### Problem
What you write must be the lines from the one holding "Target: clear sky" through the final line of the records below, reproduced exactly, minus the pictures.

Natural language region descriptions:
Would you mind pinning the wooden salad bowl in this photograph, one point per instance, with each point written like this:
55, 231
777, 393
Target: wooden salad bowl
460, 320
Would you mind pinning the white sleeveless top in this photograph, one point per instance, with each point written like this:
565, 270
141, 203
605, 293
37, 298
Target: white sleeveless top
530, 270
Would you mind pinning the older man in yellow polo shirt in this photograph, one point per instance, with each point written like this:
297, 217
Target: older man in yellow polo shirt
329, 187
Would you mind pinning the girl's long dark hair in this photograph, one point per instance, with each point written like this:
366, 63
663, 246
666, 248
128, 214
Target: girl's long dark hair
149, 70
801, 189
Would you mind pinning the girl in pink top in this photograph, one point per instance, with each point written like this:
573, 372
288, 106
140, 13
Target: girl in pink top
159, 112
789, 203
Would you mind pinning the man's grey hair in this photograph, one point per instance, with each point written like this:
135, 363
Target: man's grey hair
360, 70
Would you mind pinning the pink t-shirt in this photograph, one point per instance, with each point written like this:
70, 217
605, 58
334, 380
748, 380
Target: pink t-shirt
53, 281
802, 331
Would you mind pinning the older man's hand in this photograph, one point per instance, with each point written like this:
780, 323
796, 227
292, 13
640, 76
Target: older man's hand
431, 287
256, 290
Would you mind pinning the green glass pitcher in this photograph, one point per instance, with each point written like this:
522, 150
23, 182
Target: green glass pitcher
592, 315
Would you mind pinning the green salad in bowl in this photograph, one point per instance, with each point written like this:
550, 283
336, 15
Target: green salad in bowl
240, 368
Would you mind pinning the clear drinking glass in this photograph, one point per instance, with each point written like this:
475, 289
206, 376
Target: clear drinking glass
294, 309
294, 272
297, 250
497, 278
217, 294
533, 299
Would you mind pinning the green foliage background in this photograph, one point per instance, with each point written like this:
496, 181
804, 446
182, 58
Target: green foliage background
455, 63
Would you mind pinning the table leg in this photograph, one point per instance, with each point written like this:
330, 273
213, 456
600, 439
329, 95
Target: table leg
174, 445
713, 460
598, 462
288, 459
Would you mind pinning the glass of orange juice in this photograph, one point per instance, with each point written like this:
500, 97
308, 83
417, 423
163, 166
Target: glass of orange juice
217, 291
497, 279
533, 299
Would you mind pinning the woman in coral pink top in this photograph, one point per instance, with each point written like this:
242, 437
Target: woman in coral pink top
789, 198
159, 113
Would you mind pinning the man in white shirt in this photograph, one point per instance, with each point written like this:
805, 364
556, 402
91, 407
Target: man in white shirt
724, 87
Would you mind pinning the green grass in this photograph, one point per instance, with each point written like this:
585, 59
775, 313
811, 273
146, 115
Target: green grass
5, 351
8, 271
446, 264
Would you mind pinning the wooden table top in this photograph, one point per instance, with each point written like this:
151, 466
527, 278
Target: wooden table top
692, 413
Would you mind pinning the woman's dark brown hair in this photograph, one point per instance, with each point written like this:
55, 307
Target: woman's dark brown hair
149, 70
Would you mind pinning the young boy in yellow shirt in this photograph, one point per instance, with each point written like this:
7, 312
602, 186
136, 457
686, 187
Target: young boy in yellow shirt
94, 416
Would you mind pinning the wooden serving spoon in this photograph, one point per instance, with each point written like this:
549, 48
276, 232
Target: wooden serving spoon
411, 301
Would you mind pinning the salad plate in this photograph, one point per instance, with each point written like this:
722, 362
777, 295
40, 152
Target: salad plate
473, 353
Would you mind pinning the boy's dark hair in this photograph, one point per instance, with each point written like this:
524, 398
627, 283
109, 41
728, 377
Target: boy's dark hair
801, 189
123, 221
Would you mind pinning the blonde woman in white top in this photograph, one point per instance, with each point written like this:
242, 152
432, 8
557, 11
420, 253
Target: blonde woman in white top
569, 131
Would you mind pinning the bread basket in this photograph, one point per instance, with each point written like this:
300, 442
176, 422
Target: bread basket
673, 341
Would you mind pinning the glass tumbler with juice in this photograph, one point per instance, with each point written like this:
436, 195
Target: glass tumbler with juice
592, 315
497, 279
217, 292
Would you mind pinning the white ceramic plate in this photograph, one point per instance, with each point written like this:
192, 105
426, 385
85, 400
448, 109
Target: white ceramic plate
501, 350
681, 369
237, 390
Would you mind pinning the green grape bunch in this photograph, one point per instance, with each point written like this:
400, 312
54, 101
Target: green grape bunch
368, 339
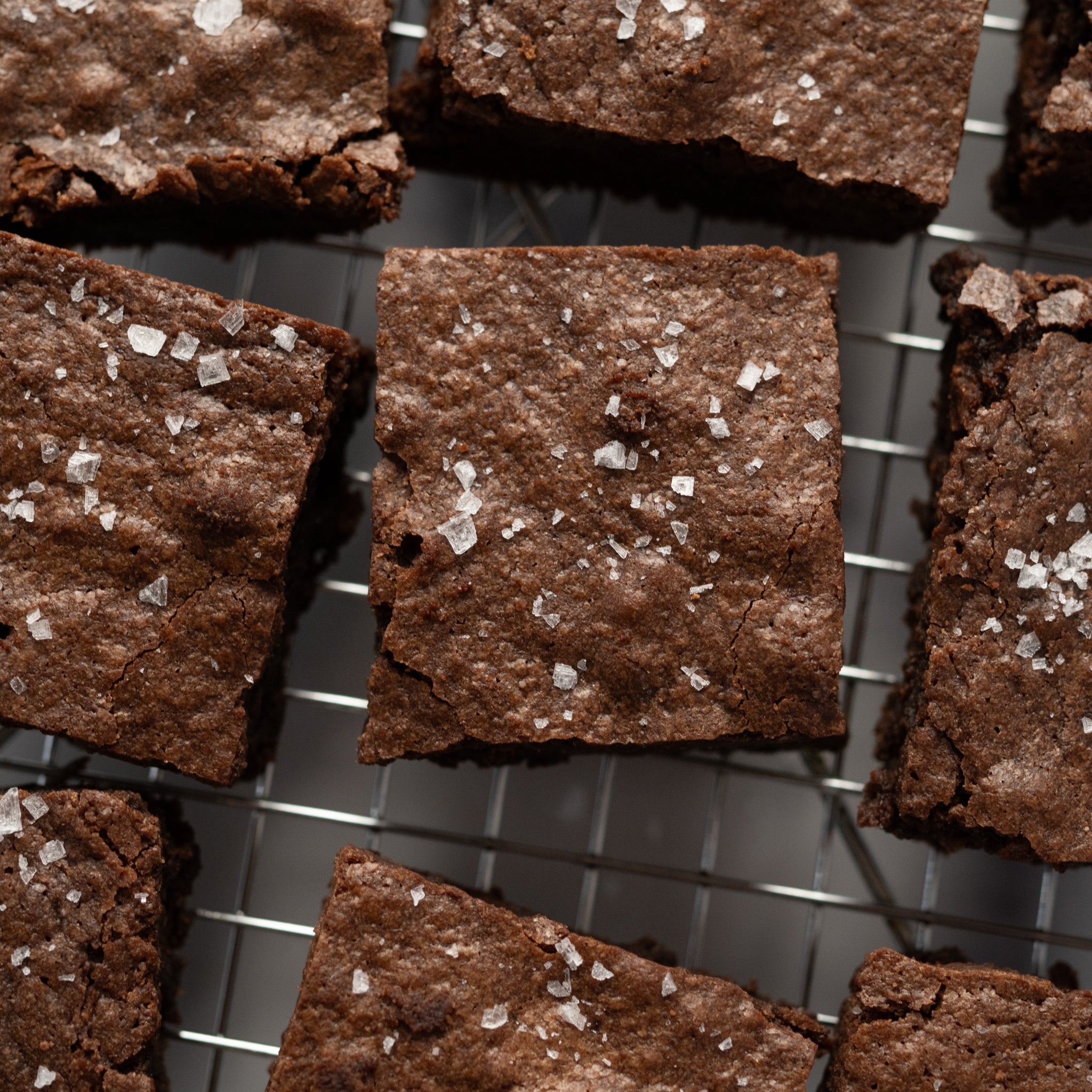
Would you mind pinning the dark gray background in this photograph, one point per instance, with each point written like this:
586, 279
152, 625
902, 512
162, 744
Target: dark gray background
759, 820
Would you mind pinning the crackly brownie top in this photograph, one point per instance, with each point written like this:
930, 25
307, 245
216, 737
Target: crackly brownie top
609, 509
80, 911
1007, 699
131, 95
910, 1027
412, 984
874, 92
154, 446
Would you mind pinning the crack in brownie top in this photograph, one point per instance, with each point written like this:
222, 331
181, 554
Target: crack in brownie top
868, 92
608, 509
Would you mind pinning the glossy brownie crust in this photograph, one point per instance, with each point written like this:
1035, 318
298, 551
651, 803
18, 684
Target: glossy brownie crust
623, 609
121, 127
910, 1027
986, 741
1049, 157
106, 917
223, 489
870, 104
456, 994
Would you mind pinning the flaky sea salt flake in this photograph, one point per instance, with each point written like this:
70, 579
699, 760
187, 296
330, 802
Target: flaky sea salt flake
146, 340
668, 355
565, 677
82, 467
749, 376
495, 1017
284, 338
155, 595
11, 818
611, 456
1016, 559
52, 851
460, 532
212, 370
571, 1013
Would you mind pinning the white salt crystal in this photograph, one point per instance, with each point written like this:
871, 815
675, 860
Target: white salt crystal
460, 532
285, 338
82, 467
212, 370
146, 340
154, 593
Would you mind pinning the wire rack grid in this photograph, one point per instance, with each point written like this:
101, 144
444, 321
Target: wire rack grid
748, 865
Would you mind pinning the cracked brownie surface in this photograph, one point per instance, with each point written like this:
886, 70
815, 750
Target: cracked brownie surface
911, 1027
833, 117
607, 509
413, 984
91, 885
161, 487
225, 119
1050, 114
989, 740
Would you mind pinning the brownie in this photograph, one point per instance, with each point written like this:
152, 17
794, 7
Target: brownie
220, 121
911, 1027
607, 509
985, 742
1049, 154
172, 468
845, 118
414, 984
91, 893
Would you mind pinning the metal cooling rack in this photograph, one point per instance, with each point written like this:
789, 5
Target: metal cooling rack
751, 865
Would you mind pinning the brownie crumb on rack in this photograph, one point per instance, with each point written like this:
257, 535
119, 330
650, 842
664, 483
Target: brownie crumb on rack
911, 1027
213, 122
412, 983
171, 478
987, 741
92, 886
1049, 156
845, 119
607, 509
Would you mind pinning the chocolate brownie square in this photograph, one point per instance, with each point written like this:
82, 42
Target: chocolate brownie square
911, 1027
1049, 156
221, 119
607, 508
986, 742
91, 893
846, 118
414, 984
167, 505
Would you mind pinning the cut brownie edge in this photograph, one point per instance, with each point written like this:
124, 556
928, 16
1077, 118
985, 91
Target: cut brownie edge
984, 743
447, 130
280, 422
236, 201
413, 983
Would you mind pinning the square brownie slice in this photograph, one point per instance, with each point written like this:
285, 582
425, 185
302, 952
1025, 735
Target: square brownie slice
845, 119
1049, 155
413, 984
220, 121
911, 1027
167, 506
607, 509
987, 740
92, 886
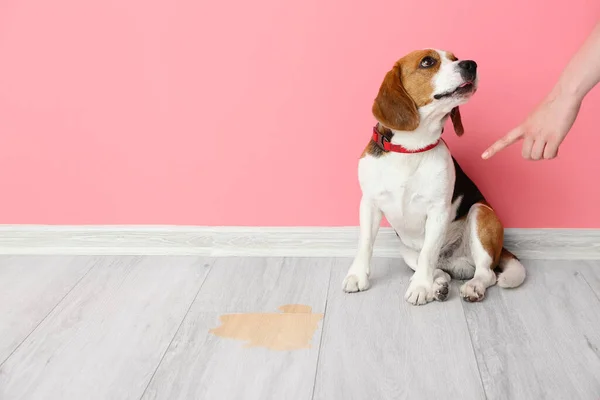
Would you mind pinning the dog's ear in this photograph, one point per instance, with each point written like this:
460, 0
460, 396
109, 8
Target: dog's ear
393, 107
457, 121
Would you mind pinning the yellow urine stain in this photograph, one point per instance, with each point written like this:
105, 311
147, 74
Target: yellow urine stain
290, 330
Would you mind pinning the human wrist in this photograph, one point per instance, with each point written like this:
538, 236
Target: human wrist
569, 90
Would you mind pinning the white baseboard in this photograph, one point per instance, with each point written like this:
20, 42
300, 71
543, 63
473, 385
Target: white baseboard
567, 244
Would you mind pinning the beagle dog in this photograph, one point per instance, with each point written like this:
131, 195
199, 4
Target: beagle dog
445, 226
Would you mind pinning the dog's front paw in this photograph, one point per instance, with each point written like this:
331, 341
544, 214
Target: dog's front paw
357, 280
419, 293
473, 291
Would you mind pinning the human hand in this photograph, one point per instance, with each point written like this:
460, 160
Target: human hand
544, 129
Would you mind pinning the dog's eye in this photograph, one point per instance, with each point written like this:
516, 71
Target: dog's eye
427, 62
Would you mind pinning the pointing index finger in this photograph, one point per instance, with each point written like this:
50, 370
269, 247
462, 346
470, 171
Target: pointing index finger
502, 143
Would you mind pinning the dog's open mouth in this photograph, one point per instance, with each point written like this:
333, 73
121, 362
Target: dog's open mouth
465, 87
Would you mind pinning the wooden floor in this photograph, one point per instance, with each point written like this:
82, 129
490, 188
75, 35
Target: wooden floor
127, 327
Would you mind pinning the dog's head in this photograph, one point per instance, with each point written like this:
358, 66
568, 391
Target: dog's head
425, 84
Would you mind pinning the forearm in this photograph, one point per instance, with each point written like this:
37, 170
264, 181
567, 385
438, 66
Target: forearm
582, 72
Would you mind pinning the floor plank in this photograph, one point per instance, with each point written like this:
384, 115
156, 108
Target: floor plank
30, 287
199, 365
106, 338
540, 341
251, 284
591, 273
377, 346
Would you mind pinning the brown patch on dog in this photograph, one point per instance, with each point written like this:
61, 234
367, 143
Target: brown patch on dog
489, 231
418, 81
372, 148
405, 88
393, 106
292, 329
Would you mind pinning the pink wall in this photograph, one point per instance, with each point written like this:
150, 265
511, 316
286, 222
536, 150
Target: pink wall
255, 112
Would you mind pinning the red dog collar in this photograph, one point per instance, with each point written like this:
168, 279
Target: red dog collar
386, 145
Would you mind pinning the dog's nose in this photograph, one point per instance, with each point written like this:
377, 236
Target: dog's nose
468, 69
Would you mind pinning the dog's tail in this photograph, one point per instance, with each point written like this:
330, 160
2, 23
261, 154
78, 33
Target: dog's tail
511, 273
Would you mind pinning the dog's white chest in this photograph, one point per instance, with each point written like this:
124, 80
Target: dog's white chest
404, 188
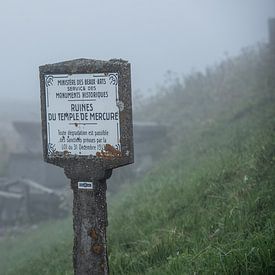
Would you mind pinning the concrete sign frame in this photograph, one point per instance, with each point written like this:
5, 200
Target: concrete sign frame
108, 157
87, 170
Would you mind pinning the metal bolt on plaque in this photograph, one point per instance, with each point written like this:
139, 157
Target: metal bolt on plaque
87, 129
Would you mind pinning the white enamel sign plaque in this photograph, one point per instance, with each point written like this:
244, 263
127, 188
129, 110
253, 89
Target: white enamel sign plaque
82, 113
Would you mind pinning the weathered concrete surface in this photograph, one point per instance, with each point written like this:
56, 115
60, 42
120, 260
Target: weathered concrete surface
89, 222
86, 66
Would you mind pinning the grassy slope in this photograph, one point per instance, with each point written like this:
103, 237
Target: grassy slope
209, 205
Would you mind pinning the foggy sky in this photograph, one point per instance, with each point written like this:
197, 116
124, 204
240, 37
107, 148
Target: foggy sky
154, 35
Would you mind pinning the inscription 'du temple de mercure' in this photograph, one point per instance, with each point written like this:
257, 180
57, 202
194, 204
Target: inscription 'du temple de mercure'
82, 113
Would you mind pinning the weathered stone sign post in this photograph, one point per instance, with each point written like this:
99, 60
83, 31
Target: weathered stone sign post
87, 129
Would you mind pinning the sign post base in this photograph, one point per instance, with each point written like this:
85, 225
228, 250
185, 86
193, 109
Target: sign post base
89, 223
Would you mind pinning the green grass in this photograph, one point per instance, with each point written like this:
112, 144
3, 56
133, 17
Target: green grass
208, 206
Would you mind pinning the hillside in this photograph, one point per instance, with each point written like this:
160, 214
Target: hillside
208, 206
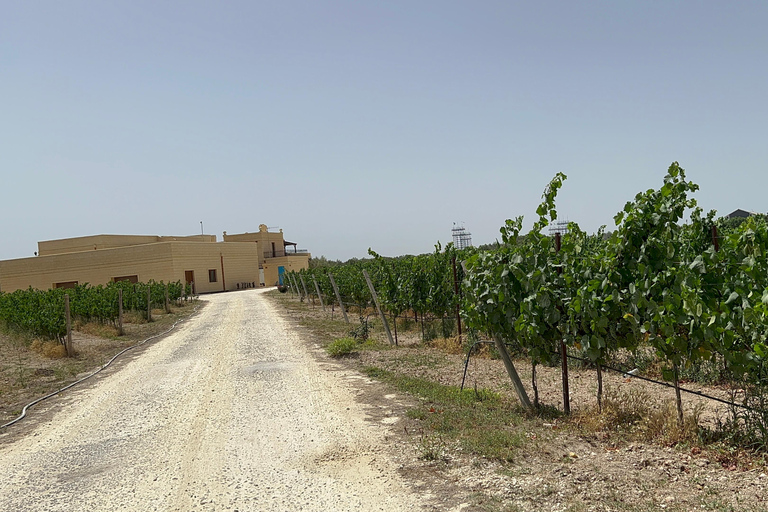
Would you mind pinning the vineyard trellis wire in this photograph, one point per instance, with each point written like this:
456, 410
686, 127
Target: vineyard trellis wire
42, 312
692, 291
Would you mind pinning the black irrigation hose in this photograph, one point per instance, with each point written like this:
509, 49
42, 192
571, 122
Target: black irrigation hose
698, 393
690, 391
46, 397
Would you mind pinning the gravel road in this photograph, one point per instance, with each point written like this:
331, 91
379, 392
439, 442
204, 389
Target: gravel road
230, 412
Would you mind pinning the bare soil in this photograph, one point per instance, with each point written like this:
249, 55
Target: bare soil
27, 374
568, 462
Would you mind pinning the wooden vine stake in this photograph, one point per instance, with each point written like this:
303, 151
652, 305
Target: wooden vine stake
295, 284
120, 331
149, 303
338, 297
306, 293
317, 289
68, 343
378, 308
563, 353
522, 395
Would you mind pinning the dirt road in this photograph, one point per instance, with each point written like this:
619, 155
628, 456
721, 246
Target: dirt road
230, 412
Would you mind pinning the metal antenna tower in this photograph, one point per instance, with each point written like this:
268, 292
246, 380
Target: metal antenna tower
461, 237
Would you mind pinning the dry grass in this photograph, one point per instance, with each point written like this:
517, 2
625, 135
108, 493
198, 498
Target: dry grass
49, 349
634, 415
30, 368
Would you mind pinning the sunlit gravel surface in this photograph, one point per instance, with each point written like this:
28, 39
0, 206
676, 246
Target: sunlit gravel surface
230, 412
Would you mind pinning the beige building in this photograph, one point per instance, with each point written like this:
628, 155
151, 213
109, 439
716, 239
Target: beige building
242, 260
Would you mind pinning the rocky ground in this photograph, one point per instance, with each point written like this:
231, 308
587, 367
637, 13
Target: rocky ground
568, 463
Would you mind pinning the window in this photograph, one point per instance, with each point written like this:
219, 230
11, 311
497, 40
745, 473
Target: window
130, 279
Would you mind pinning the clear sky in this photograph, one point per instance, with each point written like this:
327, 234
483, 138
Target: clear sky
356, 124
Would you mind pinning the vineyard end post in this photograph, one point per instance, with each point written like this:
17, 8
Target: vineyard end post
120, 331
68, 343
149, 303
522, 395
378, 307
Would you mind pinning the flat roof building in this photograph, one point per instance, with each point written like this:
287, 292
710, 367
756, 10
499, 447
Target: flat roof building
241, 260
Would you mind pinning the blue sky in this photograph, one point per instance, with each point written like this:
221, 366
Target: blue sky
369, 124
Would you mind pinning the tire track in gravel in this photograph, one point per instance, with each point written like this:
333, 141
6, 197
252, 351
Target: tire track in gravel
231, 412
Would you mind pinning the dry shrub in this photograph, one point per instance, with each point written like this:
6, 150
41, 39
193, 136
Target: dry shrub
622, 411
661, 425
448, 345
49, 349
97, 329
633, 413
134, 317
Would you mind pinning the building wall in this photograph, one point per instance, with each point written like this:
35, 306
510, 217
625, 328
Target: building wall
97, 242
151, 261
100, 259
291, 262
240, 261
264, 239
163, 261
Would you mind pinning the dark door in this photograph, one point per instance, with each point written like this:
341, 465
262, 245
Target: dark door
189, 277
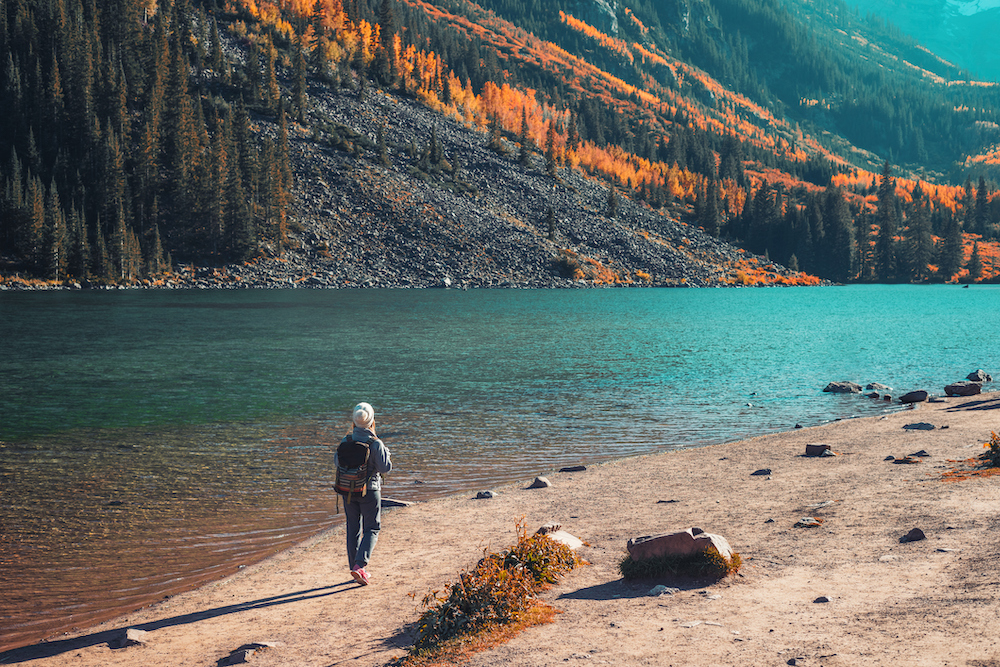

### Answer space
Target: clear sky
356, 124
Would you mind pinning the vineyard end post in this photograph, one point per instance, with each point written like this:
17, 8
Target: vineyard end post
120, 331
68, 343
149, 303
522, 395
378, 307
Would you mind pinning the flat roof building in this photograph, one point per instance, with each point written like this:
287, 292
710, 367
756, 10
499, 447
Target: flat roof building
241, 260
Would you mind pinning the blue sky in this photograph, one point per instance, with each point written like this:
221, 366
Target: blue sky
369, 124
Would you mind pinning the tire track in gravel in this photograph, one point per instance, with each point written like this:
333, 141
6, 197
252, 351
Target: tire track in gravel
231, 412
Would you mind pinning the dry shrub in this photograph, one point per instance, with each point written like this:
6, 150
41, 39
193, 136
Target: dry shrub
622, 411
661, 425
448, 345
49, 349
97, 329
633, 413
134, 317
Would you mind pinning the building wall in this photograph, one point per instance, with each point written like this:
35, 306
510, 217
625, 328
Target: building wall
97, 242
151, 261
100, 259
291, 262
240, 261
264, 239
163, 261
Would you mind pinning the dark door in this photograph, one point per instance, with each point written like this:
341, 465
262, 245
Target: dark door
189, 277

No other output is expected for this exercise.